**What to produce:** Please rewrite the material below as a JSON list of strings, with one string for each line and blank lines left out.

**Provided entries:**
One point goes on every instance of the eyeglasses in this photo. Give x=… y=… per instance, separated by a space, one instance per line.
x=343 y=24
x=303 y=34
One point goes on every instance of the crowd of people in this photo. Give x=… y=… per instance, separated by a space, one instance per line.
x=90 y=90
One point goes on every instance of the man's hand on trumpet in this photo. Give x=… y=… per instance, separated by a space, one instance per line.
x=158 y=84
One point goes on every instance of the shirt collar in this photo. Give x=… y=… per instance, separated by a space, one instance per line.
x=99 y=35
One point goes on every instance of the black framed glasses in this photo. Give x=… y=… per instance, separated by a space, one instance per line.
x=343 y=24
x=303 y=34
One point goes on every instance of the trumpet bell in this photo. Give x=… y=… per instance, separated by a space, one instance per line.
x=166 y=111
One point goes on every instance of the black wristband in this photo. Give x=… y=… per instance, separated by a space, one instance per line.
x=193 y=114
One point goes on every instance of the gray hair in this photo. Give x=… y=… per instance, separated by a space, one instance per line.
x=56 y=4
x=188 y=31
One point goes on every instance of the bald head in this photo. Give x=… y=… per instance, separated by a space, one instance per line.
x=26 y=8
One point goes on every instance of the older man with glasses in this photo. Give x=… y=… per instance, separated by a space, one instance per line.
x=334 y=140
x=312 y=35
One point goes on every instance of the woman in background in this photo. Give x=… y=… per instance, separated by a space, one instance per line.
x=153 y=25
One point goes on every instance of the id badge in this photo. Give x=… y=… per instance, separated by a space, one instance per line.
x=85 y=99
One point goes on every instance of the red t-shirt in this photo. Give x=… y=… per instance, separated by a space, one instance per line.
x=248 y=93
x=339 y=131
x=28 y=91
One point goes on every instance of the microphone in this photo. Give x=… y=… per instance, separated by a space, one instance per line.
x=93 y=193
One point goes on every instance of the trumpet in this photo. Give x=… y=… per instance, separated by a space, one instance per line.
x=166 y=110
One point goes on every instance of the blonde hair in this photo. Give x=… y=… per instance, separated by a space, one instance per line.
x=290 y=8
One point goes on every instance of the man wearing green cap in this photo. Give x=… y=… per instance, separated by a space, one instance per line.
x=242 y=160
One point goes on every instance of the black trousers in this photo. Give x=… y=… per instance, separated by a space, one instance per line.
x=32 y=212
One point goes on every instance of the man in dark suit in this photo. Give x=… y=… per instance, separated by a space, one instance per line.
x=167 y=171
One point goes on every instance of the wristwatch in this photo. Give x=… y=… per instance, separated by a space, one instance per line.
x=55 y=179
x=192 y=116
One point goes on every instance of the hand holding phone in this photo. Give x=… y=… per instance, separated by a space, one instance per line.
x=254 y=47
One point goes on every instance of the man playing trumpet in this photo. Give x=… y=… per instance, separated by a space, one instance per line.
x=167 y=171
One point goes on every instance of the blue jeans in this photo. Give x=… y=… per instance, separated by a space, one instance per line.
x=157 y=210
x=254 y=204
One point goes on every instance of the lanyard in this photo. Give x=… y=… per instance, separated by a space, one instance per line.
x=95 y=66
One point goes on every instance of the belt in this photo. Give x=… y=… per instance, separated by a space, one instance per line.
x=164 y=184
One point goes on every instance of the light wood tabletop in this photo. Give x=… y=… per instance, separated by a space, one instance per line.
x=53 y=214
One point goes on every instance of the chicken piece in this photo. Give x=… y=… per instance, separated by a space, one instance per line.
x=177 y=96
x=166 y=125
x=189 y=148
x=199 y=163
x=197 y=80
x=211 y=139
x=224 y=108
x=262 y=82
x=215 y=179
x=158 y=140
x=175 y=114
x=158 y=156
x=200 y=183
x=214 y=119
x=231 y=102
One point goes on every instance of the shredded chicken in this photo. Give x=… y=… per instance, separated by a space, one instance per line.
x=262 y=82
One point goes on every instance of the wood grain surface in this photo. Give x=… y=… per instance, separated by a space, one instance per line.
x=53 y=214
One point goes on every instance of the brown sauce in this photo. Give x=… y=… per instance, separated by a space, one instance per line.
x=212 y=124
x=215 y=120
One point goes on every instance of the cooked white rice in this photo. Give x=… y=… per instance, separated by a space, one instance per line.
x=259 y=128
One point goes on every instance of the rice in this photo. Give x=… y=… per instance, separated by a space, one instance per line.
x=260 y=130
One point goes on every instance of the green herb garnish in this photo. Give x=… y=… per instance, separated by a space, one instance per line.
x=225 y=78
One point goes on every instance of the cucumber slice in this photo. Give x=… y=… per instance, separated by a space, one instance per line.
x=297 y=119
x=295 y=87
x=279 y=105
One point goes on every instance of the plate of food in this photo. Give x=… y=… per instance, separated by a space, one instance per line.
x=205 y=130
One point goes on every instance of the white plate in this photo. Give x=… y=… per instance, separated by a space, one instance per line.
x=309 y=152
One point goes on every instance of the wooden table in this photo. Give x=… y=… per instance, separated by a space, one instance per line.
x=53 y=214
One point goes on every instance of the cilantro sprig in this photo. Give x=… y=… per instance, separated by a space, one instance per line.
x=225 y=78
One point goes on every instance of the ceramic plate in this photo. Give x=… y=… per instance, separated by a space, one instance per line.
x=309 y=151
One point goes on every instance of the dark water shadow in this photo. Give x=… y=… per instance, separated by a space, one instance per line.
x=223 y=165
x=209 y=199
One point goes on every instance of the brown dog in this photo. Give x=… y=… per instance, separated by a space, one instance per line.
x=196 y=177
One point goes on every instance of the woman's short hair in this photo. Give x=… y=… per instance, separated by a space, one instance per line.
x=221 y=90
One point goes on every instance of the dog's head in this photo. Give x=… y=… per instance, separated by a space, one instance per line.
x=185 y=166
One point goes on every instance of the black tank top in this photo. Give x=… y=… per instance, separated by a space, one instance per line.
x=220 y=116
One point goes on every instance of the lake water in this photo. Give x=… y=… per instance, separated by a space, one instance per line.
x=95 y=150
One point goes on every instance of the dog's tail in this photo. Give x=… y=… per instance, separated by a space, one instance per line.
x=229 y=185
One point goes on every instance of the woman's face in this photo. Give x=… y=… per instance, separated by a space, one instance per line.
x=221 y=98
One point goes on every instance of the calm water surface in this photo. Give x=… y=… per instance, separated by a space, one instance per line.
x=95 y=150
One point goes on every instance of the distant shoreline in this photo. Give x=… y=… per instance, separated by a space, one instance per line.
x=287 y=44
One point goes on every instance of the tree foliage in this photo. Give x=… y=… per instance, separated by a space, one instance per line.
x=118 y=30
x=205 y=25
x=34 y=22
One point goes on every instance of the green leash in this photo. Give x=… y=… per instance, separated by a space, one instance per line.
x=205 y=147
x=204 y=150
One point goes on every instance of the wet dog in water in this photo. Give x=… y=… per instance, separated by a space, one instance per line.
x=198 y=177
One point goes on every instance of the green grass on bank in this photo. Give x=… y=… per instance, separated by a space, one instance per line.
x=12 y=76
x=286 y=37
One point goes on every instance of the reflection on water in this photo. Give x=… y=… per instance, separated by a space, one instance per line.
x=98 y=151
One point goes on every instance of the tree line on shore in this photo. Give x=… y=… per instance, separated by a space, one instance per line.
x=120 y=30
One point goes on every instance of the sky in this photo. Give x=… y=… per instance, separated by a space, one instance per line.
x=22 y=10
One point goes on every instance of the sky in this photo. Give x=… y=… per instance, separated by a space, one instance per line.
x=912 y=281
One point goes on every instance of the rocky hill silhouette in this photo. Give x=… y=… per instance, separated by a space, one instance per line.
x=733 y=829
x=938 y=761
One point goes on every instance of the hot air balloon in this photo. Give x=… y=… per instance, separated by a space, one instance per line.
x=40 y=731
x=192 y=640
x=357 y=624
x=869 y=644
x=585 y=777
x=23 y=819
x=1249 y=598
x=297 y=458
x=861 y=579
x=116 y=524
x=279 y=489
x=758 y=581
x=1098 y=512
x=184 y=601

**Finished task:**
[
  "One point goes on every instance of the eyeglasses in this photo. Give x=… y=… per instance, separated by a space, one instance per line.",
  "x=343 y=24",
  "x=303 y=34",
  "One point goes on every instance of the crowd of people in this photo. Give x=… y=… per instance, separated by a space, one instance per line.",
  "x=90 y=90",
  "One point goes on every instance of the man's hand on trumpet in this photo. Give x=… y=… per instance, separated by a space, one instance per line.",
  "x=158 y=84",
  "One point goes on every instance of the shirt collar in this photo. Give x=… y=… per instance, separated by a space, one instance per line.",
  "x=99 y=35",
  "One point goes on every instance of the black framed glasses in this photo. Give x=… y=… per instance, separated by a space, one instance per line.",
  "x=343 y=24",
  "x=303 y=34",
  "One point goes on every instance of the trumpet bell in this photo. Give x=… y=… per instance, separated by a space, one instance per line.",
  "x=166 y=111",
  "One point goes on every instance of the black wristband in this photo. Give x=… y=… per instance, separated by a space, one instance per line.",
  "x=193 y=114",
  "One point goes on every instance of the gray hair in this photo. Give x=… y=… per instance, separated by a space, one instance per line.",
  "x=56 y=4",
  "x=188 y=31",
  "One point goes on every instance of the bald head in this photo. Give x=… y=… per instance, separated by a space, one instance per line.",
  "x=26 y=8",
  "One point goes on every instance of the older man with glasses in this photo. Give x=… y=… per instance, separated by a space, one instance per line.",
  "x=334 y=140",
  "x=312 y=35",
  "One point goes on every instance of the woman in background in this photo. Give x=… y=… per instance, separated by a space, one instance per line.",
  "x=153 y=25",
  "One point goes on every instance of the id badge in this photo. Give x=… y=… per instance, separated by a space, one instance per line.",
  "x=85 y=99",
  "One point goes on every instance of the red t-shirt in this photo. Give x=… y=… per instance, separated by a space, one instance per line.",
  "x=248 y=93",
  "x=339 y=131",
  "x=28 y=91",
  "One point goes on every instance of the microphone in this photo. Give x=… y=… per instance, separated by a space, one instance per line.",
  "x=93 y=193",
  "One point goes on every instance of the trumpet in this photo. Give x=… y=… per instance, separated by a space, one instance per line.",
  "x=166 y=110",
  "One point goes on every instance of the blonde hair in this photo. Give x=… y=… per instance, separated by a space, one instance per line.",
  "x=290 y=8",
  "One point goes on every instance of the man wearing green cap in this photo. Give x=… y=… per instance, separated by a space, one instance per line.",
  "x=242 y=160",
  "One point goes on every instance of the black trousers in this photo. Give x=… y=… per instance, separated by a space, one instance per line.",
  "x=32 y=212",
  "One point goes on every instance of the man in dark suit in this photo. Give x=… y=… per instance, separated by a space, one instance per line.",
  "x=167 y=171",
  "One point goes on every instance of the wristwatch in this photo. Give x=… y=… per instance, separated by a space, one instance per line.",
  "x=55 y=179",
  "x=192 y=116",
  "One point goes on every instance of the hand holding phone in this photo. Give x=… y=… per instance, separated by a space, one instance per line.",
  "x=254 y=47",
  "One point goes on every instance of the man playing trumpet in this photo. Give x=… y=… per instance, separated by a space, one instance per line.",
  "x=167 y=171",
  "One point goes on every instance of the blue jeans in this photo. Give x=… y=… per instance, separated by a space, one instance per line.",
  "x=157 y=210",
  "x=254 y=204",
  "One point goes on every instance of the lanyard in this photo. Give x=… y=… per instance, separated by a space, one instance per line.",
  "x=95 y=66",
  "One point goes on every instance of the belt in this photo. Give x=… y=… per instance, separated by a space, one instance per line.",
  "x=164 y=184",
  "One point goes on every instance of the light wood tabletop in this photo. Give x=… y=… per instance, separated by a space, one instance per line.",
  "x=53 y=214",
  "One point goes on every instance of the chicken piece in this photo. Give x=… y=… per instance, separated by a space, one instance per line.",
  "x=177 y=96",
  "x=166 y=125",
  "x=189 y=148",
  "x=199 y=163",
  "x=197 y=80",
  "x=211 y=139",
  "x=224 y=108",
  "x=262 y=82",
  "x=215 y=179",
  "x=158 y=140",
  "x=175 y=114",
  "x=158 y=156",
  "x=200 y=183",
  "x=214 y=119",
  "x=231 y=102",
  "One point goes on every instance of the shredded chicken in this photo. Give x=… y=… per instance, separated by a space, one instance per line.",
  "x=262 y=82",
  "One point goes on every instance of the wood grain surface in this photo. Give x=… y=… per instance, separated by a space, one instance per line.",
  "x=53 y=214",
  "One point goes on every instance of the brown sauce in this photo. Give x=… y=… per instance, separated by a space, one instance per line.",
  "x=212 y=124",
  "x=215 y=120",
  "One point goes on every instance of the cooked white rice in this photo. Give x=… y=… per instance, separated by a space, one instance per line.",
  "x=259 y=128",
  "One point goes on every instance of the rice in this photo. Give x=… y=… per instance, separated by a space, one instance per line.",
  "x=260 y=130",
  "One point goes on every instance of the green herb garnish in this photo. Give x=… y=… per instance, separated by a space, one instance per line.",
  "x=225 y=78",
  "One point goes on every instance of the cucumber slice in this photo. Give x=… y=… per instance, separated by a space, one instance per line.",
  "x=297 y=119",
  "x=295 y=87",
  "x=279 y=105",
  "One point goes on every instance of the plate of food in this photo. Give x=… y=… per instance, separated by a space, one instance per line.",
  "x=205 y=130",
  "One point goes on every instance of the white plate in this photo. Give x=… y=… per instance, separated by a space, one instance per line.",
  "x=309 y=152",
  "One point goes on every instance of the wooden table in this photo. Give x=… y=… per instance, separated by a space, one instance per line.",
  "x=53 y=214",
  "One point goes on every instance of the cilantro sprig in this photo. Give x=… y=… per instance, separated by a space, one instance per line.",
  "x=225 y=78",
  "One point goes on every instance of the ceramic plate in this photo. Give x=… y=… per instance, separated by a space, one instance per line.",
  "x=309 y=151",
  "One point goes on every instance of the dark water shadow in this photo. Give x=… y=… per instance, separated by a space, one instance per line.",
  "x=223 y=165",
  "x=209 y=199",
  "One point goes on every instance of the brown dog in this photo. Give x=… y=… per instance, separated by a space, one instance per line.",
  "x=196 y=177",
  "One point goes on every instance of the woman's short hair in this photo. Give x=… y=… per instance, separated by a space, one instance per line.",
  "x=221 y=90",
  "One point goes on every instance of the dog's head in this photo. Give x=… y=… per instance, separated by a space, one instance per line.",
  "x=185 y=166",
  "One point goes on every instance of the black tank top in this photo. Give x=… y=… per instance, separated by a space, one instance per line.",
  "x=220 y=116",
  "One point goes on every instance of the lake water in this photo. Give x=… y=… per instance, separated by a space, one instance per line.",
  "x=95 y=150",
  "One point goes on every instance of the dog's tail in this photo. Give x=… y=… per instance, separated by a space, one instance per line.",
  "x=229 y=185",
  "One point goes on every instance of the woman's face in this photo. Give x=… y=… per instance, separated by a space, one instance per line.",
  "x=221 y=98",
  "One point goes on every instance of the calm water surface in this photo. Give x=… y=… per instance, separated by a space, one instance per line.",
  "x=95 y=150",
  "One point goes on every instance of the distant shoreline in this photo. Give x=… y=… per instance, separated by a space, one instance per line.",
  "x=287 y=44",
  "One point goes on every instance of the tree foliage in this photo. Give x=… y=… per instance, separated by a space, one instance per line.",
  "x=118 y=30",
  "x=205 y=25",
  "x=34 y=22",
  "One point goes on every instance of the green leash in this photo. Give x=… y=… per instance, separated by a space, one instance per line.",
  "x=205 y=147",
  "x=204 y=150",
  "One point goes on every instance of the wet dog in water in this photo. Give x=… y=… per instance, separated by a space, one instance per line.",
  "x=198 y=177",
  "One point goes on every instance of the green grass on bank in this photo. Give x=… y=… per instance, separated by a space, one instance per line.",
  "x=12 y=76",
  "x=286 y=37",
  "One point goes on every instance of the reflection on water in this photo. Give x=… y=… per instance, separated by a space, one instance per line.",
  "x=98 y=151",
  "One point goes on every instance of the tree line on shore in this photo. Give x=… y=… per instance, separated by a space, one instance per line.",
  "x=120 y=30",
  "One point goes on every instance of the sky in this photo. Give x=… y=… per instance, separated by a space, one instance per line.",
  "x=22 y=10",
  "One point goes on every instance of the sky in this photo. Give x=… y=… per instance, separated by a space, one instance per line.",
  "x=912 y=281",
  "One point goes on every instance of the rocky hill silhouette in this photo. Give x=… y=… per instance, separated by a space, one instance per line.",
  "x=733 y=829",
  "x=938 y=761",
  "One point goes on every instance of the hot air balloon in this photo. Give x=… y=… per instance, separated by a space, one instance per line.",
  "x=40 y=731",
  "x=192 y=640",
  "x=357 y=624",
  "x=869 y=644",
  "x=585 y=777",
  "x=23 y=819",
  "x=1249 y=598",
  "x=297 y=458",
  "x=861 y=579",
  "x=116 y=524",
  "x=279 y=489",
  "x=758 y=581",
  "x=1098 y=512",
  "x=184 y=601"
]